DATA SUPPLIED →
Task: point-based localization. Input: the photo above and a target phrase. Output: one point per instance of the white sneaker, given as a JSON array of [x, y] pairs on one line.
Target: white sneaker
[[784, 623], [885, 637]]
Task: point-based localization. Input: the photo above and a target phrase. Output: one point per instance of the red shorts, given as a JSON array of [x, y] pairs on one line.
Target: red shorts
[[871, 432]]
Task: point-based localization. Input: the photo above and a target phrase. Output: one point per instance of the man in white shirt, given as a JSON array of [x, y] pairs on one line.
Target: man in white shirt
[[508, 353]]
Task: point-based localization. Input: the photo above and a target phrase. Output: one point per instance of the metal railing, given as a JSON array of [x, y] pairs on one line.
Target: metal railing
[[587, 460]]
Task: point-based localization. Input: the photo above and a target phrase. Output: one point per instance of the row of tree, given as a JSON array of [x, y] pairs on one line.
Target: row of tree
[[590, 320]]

DIRECTIVE → Please reproduce the whole listing above word for word, with every line in its original order.

SOLUTION TO THIS EXERCISE →
Task: point-based localization. Input: the photo above and a target phrase. Output: one point per instance of the white sneaker, given as a JSON array of [x, y] pairs on one line.
Target: white sneaker
[[784, 623], [885, 637]]
Task: point-based localization. Input: the photo above and a target phrase. Output: one point per instance of the red shorts, given as a JSON array of [x, y] pairs on one line.
Target: red shorts
[[871, 432]]
Task: point-based localization. Input: the photo above and a target phrase. Output: one point per instance of the man in white shirt, given as a JSON array of [x, y] pairs on one line.
Target: man in white shirt
[[508, 353]]
Task: point-based localization. Input: the photo above and a target phrase. Output: one point per instance of the metal railing, given as a JSON array of [x, y] pairs on one line.
Target: metal railing
[[587, 460]]
Task: point-based localization. Input: the photo above and a target phrase. Output: one point per instance of the row of tree, given as a JSON array of [x, y] pairs on one line.
Target: row of tree
[[590, 320]]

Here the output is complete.